_Stated problem_. Extract every line of the material below that contains the word "black", and copy each such line in full.

::: Source material :::

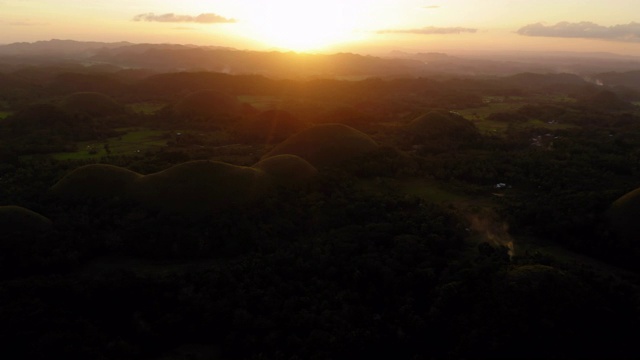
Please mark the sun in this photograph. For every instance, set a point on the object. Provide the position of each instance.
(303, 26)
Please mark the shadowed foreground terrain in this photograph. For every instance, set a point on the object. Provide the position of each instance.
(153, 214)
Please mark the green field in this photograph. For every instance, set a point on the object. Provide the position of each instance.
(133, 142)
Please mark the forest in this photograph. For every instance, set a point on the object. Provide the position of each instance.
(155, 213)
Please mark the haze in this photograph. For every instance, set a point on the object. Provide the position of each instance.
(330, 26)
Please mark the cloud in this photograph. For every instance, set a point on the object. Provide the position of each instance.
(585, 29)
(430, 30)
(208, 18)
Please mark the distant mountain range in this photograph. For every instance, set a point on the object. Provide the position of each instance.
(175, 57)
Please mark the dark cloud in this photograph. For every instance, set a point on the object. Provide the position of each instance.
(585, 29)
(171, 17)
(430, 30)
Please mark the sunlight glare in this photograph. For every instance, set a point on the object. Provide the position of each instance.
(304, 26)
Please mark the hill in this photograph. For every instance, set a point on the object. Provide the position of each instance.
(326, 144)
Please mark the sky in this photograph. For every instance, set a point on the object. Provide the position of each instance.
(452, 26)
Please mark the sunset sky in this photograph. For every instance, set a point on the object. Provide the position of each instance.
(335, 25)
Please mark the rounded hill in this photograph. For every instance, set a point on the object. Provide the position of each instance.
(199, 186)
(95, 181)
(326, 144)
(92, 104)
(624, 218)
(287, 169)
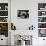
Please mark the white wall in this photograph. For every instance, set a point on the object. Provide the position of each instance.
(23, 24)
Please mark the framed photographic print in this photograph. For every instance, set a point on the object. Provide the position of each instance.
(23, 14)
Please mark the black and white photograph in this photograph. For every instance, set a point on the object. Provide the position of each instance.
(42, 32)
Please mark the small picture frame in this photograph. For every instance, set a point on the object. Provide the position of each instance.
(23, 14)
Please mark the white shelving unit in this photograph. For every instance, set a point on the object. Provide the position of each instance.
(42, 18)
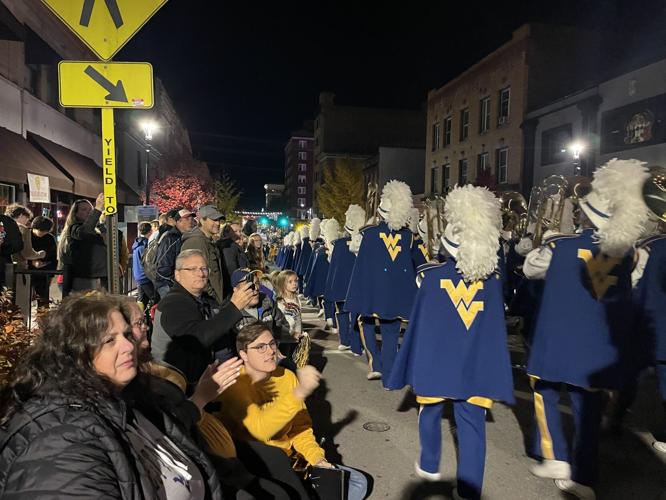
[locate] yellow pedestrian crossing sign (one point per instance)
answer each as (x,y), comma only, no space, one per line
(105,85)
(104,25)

:::
::: Source material :::

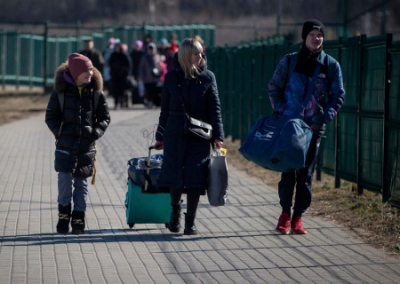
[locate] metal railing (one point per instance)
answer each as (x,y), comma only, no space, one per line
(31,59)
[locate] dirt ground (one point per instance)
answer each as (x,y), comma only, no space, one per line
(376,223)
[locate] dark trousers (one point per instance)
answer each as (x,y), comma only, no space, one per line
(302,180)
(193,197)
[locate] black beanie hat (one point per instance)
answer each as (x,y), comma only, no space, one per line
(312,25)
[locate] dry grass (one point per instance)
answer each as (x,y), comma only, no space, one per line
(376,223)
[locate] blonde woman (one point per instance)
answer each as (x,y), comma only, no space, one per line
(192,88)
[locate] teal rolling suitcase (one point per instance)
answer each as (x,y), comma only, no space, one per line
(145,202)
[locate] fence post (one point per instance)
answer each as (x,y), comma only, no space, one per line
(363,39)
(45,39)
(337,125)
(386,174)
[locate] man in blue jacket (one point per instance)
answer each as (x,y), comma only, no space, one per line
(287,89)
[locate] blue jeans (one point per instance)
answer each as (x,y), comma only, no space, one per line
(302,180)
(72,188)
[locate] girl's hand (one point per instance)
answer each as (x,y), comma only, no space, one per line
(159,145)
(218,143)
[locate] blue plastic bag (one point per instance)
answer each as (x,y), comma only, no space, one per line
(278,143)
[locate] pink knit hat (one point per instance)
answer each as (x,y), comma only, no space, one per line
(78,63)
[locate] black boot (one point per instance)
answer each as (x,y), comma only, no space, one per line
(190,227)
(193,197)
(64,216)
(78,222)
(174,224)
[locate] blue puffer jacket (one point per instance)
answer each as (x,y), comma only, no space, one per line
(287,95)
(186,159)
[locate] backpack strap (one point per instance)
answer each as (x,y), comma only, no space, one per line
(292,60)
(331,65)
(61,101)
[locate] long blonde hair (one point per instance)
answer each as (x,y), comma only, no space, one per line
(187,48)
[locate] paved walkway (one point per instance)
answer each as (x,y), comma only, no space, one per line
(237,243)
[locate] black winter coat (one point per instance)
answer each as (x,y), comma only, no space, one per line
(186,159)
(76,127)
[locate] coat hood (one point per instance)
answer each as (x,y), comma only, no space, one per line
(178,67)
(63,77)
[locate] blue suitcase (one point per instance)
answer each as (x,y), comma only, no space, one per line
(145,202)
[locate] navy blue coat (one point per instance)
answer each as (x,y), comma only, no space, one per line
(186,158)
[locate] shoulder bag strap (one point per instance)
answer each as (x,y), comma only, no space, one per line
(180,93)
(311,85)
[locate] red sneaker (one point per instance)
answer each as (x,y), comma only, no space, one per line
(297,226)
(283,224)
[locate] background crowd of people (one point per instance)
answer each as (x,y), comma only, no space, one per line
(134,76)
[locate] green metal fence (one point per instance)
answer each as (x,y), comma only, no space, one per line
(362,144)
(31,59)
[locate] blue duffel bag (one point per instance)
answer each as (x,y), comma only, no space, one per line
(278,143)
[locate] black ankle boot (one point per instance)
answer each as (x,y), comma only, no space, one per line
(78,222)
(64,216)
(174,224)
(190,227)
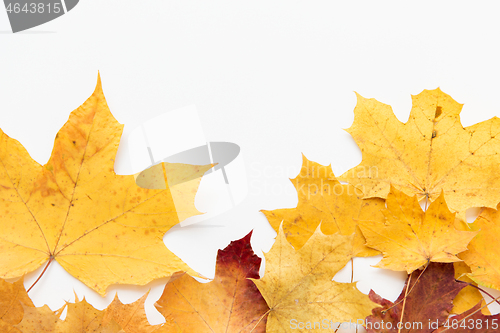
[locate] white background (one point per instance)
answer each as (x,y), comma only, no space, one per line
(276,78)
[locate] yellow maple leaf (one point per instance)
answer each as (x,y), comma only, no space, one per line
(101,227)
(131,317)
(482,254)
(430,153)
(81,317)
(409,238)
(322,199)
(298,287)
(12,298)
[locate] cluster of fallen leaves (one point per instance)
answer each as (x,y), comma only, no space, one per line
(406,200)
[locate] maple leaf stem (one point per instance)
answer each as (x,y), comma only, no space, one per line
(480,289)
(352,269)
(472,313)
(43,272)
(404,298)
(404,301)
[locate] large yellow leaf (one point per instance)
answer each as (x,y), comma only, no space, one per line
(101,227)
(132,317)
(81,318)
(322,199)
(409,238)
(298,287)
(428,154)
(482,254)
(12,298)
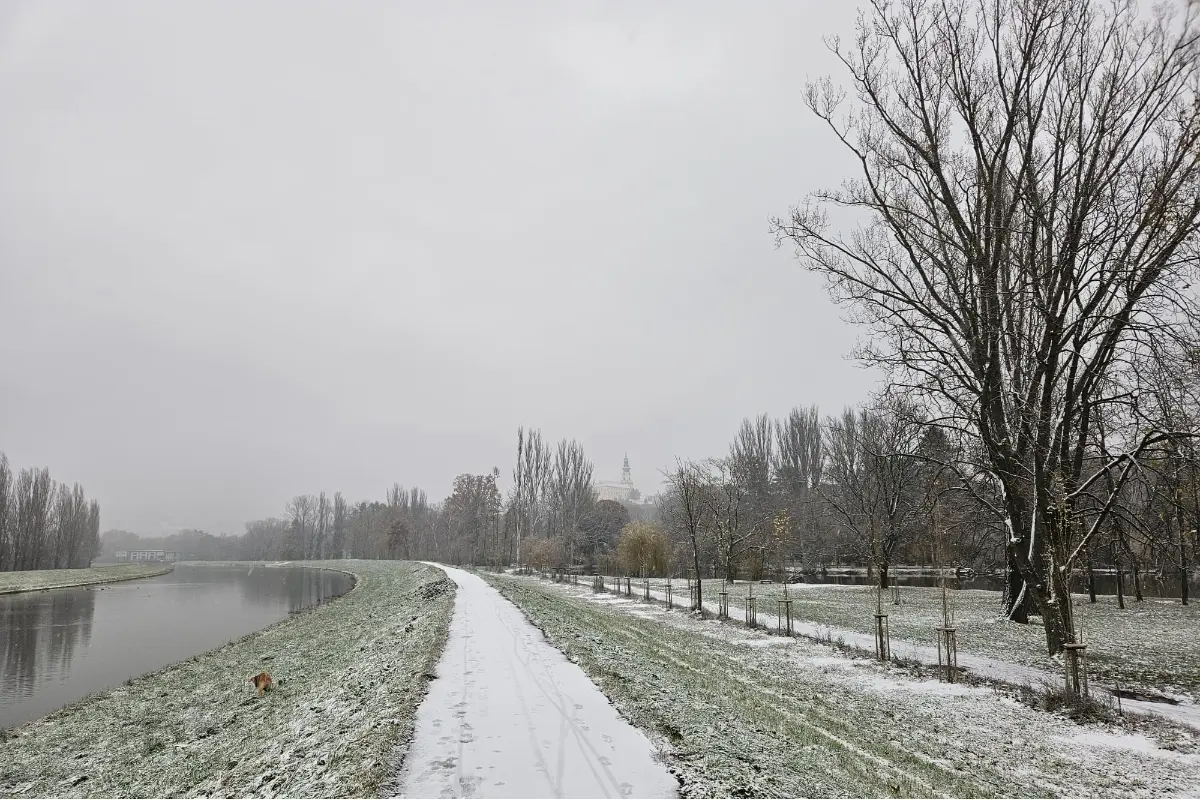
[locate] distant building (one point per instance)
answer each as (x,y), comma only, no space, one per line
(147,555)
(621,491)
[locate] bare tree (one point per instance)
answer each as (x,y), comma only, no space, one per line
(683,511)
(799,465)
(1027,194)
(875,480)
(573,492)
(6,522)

:::

_Task solution_.
Please mark the black and white photograph in this photograph. For every instance, set a point on the object. Provide the position of each instance.
[locate] black beanie hat (one point per instance)
[locate] black boot (one point per instance)
[locate] black winter coat (one point per instance)
[locate] black ankle boot (one point per instance)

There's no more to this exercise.